Курсив мой Берберовой как не только уродливой, но и скучной женщины, или описание «роковой» Аполлинарии Сусловой как заурядной «крестьянской» девушки в Дневнике и записках Е. Штакеншнейдер или в переписке семьи Герцена и т. п.).
Соответственно и на уровне женского языка психоанализ также фиксирует парадоксы женской истерической субъективации: во-первых, нарциссизм, т. е. сосредоточенность на внутреннем мире своих переживаний и абсолютное безразличие к окружающим; во-вторых, существование в истерическом бинарном психическом режиме или/или, исключающем другие, «конвенциональные» формы субъективной репрезентации.
Вынужденная быть для Другого фаллическим объектом желания истерическая женщина оказывается фигурой уязвимости, которая обречена совершать мучительный истерический «маскарад» – постоянно носить маску, необходимую, чтобы поддерживать интригу, стимулирующую желание мужского субъекта. Никакой другой функции, кроме документации уникальной женской индивидуальности, женские «дневники» и «воспоминания» в дискурсе модернизма выполнять не могут.
Именно поэтому Дневники Сусловой или Башкирцевой, или Воспоминания Нины Петровской или Любови Дмитриевны Блок не стали «фактом литературы».

Задание → Какую единственную функцию, согласно фрагменту текста, могут выполнять женские «дневники» и «воспоминания» в дискурсе модернизма? Для ответа используйте только фрагмент текста.

Перечень →

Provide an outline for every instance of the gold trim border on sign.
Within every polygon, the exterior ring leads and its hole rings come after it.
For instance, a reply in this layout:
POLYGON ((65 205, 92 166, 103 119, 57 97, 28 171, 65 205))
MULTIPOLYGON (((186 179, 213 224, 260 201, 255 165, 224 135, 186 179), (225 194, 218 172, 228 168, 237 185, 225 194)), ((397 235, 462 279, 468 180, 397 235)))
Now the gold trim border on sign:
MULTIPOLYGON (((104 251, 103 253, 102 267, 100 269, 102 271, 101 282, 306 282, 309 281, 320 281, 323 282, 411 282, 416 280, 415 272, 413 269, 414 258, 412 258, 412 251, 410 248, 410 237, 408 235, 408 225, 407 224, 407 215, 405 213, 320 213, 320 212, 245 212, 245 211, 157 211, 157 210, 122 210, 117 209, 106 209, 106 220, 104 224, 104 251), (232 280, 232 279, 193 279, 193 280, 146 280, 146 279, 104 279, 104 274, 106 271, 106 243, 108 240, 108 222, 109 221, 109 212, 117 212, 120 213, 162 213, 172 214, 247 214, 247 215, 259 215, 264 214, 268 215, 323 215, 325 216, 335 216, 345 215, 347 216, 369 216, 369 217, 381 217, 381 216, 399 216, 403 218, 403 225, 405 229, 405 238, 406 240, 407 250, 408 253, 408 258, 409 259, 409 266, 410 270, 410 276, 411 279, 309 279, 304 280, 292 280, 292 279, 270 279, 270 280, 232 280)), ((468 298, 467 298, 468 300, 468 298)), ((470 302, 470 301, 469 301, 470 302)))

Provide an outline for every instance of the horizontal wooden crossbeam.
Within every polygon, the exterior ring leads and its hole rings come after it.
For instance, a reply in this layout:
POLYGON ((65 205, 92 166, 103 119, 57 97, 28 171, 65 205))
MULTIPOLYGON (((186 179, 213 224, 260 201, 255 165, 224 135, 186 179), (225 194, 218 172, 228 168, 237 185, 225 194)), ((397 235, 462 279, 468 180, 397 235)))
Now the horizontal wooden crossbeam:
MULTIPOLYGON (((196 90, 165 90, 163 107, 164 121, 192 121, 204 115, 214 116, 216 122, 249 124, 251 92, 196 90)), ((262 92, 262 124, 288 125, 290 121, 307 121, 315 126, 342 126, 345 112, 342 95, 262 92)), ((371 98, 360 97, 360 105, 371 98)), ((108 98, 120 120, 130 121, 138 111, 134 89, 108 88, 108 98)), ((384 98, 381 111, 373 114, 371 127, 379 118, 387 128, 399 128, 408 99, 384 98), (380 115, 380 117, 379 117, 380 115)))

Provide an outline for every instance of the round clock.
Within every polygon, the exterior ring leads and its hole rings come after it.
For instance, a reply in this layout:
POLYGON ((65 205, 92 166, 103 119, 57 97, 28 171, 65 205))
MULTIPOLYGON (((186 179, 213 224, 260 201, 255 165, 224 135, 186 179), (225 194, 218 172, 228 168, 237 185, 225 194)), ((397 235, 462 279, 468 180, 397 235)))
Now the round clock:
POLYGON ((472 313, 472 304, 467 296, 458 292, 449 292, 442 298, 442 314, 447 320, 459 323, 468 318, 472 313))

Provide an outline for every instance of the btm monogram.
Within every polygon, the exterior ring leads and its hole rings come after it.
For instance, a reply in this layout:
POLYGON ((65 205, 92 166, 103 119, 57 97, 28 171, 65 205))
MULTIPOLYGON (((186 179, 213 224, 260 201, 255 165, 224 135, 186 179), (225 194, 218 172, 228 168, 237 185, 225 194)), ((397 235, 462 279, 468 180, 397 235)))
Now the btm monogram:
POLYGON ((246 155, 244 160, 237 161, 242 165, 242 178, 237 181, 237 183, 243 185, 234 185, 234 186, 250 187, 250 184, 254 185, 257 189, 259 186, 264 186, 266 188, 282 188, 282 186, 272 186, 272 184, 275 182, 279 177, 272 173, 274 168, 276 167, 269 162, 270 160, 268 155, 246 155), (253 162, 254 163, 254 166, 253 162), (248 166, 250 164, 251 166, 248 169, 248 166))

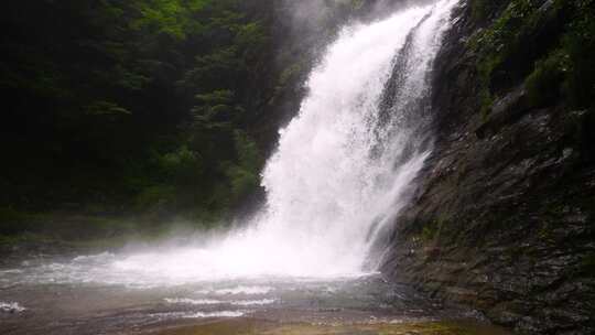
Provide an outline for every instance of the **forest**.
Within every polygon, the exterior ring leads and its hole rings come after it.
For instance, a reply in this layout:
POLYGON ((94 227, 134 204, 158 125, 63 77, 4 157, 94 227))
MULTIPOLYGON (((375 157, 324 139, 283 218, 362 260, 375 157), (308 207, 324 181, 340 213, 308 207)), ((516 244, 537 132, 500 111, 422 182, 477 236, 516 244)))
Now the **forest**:
MULTIPOLYGON (((360 4, 335 7, 348 15, 360 4)), ((313 62, 314 42, 288 41, 291 10, 241 0, 7 4, 0 230, 72 215, 205 226, 257 203, 259 171, 313 62)), ((321 21, 315 29, 332 35, 339 19, 321 21)))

Ответ → Документацию уникальной женской индивидуальности.